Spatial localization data
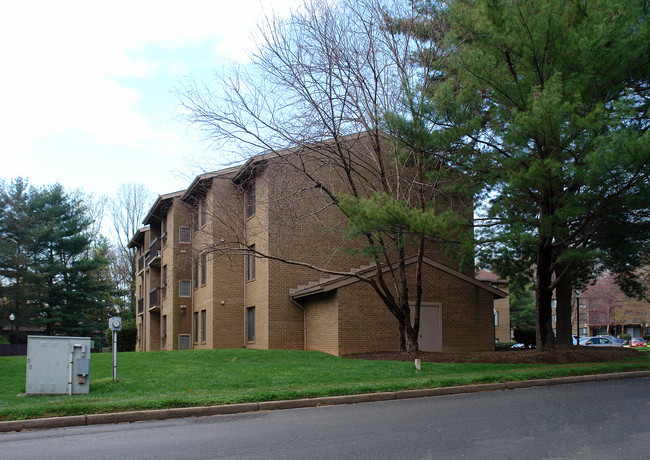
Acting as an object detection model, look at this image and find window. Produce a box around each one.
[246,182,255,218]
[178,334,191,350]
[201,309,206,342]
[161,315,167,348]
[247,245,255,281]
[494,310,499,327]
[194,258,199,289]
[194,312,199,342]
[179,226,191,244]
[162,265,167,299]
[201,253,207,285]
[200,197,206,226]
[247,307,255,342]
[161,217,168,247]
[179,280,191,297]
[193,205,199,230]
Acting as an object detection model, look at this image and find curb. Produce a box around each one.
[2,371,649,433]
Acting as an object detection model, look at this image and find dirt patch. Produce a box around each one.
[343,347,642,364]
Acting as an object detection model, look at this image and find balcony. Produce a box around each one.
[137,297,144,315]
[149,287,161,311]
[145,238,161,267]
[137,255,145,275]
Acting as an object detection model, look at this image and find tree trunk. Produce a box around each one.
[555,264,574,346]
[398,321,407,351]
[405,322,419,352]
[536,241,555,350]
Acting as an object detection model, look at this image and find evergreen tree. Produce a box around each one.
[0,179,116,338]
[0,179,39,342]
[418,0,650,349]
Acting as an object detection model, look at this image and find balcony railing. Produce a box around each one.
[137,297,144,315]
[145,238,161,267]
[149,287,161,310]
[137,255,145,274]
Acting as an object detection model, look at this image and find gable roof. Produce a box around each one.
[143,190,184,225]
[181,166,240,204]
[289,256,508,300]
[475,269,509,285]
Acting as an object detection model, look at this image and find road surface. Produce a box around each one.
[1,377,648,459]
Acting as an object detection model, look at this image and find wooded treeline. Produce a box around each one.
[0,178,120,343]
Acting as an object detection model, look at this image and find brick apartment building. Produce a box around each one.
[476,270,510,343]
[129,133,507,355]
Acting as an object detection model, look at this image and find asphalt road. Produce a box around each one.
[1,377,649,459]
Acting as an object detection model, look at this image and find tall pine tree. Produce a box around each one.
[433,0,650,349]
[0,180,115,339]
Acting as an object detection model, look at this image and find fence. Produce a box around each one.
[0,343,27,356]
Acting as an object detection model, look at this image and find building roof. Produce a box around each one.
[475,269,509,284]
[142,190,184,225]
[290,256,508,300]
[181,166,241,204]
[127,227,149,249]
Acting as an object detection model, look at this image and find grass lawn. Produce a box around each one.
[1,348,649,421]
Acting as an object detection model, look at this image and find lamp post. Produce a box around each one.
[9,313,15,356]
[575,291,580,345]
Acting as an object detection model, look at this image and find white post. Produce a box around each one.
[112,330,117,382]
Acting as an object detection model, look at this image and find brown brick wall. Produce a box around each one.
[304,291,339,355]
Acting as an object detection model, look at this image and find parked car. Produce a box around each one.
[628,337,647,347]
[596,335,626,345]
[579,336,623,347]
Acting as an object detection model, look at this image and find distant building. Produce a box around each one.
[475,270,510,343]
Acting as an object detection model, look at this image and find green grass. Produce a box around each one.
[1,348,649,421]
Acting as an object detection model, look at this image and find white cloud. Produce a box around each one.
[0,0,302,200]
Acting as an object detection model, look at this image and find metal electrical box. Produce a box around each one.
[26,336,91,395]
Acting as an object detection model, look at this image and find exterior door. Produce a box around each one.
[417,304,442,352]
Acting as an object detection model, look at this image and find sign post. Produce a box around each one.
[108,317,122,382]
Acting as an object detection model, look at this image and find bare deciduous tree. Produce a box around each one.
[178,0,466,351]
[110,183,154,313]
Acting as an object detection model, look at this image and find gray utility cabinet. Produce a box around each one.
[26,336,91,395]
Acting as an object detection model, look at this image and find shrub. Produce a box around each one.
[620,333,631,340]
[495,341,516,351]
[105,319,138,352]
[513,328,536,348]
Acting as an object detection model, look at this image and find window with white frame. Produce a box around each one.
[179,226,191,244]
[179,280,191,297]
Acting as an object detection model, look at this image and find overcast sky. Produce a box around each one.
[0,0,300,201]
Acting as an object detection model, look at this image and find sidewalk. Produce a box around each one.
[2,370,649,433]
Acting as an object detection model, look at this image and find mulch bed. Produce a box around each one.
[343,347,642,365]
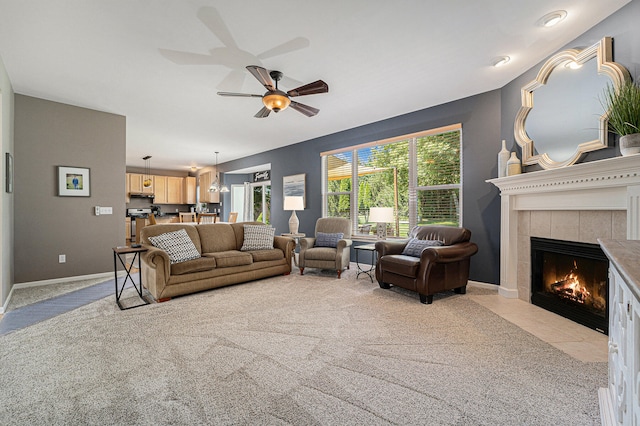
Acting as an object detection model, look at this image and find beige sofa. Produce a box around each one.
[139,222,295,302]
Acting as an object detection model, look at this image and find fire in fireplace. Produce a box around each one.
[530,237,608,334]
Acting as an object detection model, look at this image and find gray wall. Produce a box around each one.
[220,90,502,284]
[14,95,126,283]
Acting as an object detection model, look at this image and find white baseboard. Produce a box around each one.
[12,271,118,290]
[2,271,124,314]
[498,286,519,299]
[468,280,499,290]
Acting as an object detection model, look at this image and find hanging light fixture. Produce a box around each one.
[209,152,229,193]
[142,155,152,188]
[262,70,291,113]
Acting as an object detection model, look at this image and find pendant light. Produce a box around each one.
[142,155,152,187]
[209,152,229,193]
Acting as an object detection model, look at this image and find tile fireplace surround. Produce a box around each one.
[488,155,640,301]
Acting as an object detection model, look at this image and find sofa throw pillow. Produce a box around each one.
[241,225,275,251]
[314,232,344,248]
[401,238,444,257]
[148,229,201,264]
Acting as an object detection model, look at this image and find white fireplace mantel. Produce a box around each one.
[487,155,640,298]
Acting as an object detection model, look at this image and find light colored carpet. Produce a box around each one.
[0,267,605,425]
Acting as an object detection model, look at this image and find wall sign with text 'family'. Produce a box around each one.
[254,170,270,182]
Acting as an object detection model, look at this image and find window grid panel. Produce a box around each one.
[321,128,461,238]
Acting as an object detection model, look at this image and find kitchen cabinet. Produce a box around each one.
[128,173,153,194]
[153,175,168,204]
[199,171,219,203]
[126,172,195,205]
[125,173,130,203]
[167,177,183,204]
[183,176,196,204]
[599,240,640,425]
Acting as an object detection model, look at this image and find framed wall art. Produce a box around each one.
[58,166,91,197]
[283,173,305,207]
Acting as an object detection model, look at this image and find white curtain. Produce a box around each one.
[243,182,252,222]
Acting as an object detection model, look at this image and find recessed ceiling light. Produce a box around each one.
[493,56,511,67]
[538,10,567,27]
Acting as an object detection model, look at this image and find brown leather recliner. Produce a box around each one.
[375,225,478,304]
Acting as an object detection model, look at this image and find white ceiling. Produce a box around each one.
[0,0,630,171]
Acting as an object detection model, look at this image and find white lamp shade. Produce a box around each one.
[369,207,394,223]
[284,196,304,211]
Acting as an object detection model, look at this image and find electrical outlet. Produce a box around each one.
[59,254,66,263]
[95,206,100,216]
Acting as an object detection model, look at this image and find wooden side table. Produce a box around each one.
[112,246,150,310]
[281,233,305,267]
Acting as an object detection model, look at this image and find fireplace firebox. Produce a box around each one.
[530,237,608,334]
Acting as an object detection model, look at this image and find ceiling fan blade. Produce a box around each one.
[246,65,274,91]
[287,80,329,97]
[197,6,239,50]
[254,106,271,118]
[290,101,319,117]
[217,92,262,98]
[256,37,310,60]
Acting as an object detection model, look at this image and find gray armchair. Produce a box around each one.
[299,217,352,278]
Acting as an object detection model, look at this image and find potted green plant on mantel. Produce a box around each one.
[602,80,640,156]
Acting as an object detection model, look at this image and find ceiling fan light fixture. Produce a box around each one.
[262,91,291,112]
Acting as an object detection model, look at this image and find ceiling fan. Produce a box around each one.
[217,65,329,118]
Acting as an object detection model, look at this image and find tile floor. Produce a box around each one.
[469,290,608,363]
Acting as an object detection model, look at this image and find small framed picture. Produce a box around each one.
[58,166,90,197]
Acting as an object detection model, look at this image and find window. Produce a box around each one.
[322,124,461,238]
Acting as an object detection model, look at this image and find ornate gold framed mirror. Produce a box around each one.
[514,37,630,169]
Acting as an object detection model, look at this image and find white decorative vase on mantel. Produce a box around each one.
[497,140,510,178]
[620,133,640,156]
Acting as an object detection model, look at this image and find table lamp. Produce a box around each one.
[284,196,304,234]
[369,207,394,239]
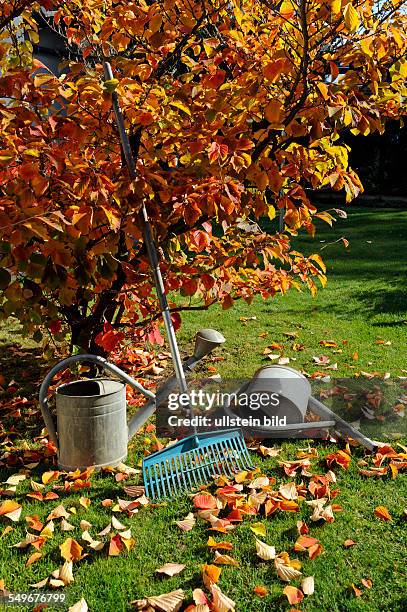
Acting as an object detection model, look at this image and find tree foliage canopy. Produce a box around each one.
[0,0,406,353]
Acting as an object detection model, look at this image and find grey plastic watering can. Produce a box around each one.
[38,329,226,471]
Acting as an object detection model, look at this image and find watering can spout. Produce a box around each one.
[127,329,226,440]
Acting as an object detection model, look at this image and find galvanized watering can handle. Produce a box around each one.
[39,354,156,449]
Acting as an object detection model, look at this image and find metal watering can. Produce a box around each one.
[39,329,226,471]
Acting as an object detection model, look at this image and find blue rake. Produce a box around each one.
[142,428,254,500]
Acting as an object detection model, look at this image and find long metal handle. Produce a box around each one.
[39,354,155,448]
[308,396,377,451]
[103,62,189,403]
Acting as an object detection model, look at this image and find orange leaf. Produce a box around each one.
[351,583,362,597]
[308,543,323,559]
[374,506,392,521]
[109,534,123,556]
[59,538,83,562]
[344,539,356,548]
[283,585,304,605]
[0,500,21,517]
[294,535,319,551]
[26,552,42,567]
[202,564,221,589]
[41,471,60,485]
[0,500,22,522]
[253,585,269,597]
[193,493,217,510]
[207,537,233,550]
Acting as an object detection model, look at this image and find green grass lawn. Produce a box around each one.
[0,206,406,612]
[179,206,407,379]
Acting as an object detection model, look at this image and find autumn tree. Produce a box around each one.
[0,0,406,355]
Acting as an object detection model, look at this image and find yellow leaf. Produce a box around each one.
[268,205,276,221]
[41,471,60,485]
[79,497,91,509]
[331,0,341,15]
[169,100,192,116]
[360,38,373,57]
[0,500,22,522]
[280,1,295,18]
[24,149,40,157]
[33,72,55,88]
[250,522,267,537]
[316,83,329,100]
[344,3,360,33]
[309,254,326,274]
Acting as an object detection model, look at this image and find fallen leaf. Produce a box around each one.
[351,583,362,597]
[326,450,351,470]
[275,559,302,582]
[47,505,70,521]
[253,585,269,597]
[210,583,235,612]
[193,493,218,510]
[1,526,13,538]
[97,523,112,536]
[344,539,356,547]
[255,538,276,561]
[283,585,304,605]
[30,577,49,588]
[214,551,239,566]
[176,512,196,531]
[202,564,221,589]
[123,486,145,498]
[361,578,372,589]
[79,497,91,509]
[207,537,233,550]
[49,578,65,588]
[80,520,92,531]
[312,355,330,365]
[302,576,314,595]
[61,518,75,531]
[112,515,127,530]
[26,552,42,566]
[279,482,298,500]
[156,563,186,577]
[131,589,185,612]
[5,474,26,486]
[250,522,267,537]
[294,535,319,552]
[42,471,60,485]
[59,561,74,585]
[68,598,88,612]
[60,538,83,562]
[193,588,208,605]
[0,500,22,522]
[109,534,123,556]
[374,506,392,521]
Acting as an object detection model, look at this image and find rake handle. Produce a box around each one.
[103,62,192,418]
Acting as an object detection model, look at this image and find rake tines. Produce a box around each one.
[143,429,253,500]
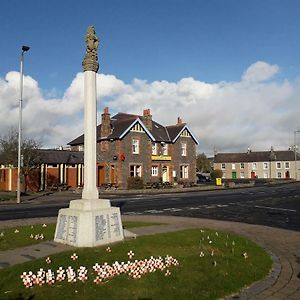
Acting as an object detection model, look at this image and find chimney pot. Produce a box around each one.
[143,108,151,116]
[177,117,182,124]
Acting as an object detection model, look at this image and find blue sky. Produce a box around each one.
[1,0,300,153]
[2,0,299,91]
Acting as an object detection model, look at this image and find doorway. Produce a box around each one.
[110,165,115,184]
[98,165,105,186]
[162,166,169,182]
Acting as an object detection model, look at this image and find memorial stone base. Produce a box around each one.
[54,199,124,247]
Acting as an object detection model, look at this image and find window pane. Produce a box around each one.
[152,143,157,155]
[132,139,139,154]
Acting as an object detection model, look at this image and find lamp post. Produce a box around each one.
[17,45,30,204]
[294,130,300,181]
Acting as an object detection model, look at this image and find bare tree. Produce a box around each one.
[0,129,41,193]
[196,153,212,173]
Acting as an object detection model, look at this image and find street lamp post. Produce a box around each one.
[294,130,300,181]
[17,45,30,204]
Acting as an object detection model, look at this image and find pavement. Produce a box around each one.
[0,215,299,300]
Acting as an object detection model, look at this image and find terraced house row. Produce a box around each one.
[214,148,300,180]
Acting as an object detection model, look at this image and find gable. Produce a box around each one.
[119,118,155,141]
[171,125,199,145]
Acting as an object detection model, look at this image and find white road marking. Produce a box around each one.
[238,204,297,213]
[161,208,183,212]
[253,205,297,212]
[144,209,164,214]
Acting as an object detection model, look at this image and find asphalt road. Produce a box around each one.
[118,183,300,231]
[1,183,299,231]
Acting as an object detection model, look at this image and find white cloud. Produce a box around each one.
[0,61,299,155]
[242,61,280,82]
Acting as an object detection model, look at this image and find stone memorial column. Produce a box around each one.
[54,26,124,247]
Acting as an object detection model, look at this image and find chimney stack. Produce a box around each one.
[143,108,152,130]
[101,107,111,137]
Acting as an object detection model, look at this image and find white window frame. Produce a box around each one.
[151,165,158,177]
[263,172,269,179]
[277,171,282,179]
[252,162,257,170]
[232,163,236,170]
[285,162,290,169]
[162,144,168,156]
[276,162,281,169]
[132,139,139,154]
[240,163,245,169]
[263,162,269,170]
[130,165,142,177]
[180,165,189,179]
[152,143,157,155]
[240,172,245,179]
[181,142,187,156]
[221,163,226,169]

WORK ITEM: What is needed is an exact copy of the lines from the one containing "stack. Produce a box around each one." through the last line of the records above, both included.

OUTPUT BELOW:
Acting as an object detection model, look at this image and find chimney stack. Produce a box around each one.
[143,108,152,130]
[101,107,111,137]
Acting as an object detection model, look at this image and find white window frame. Produce a box around each one.
[151,165,158,177]
[263,172,269,179]
[277,171,282,179]
[252,162,257,170]
[232,163,236,170]
[285,162,290,169]
[162,144,168,156]
[276,162,281,169]
[132,139,139,154]
[240,163,245,169]
[263,162,269,170]
[130,165,142,177]
[180,165,189,179]
[152,143,157,155]
[240,172,245,179]
[181,142,187,156]
[221,163,226,169]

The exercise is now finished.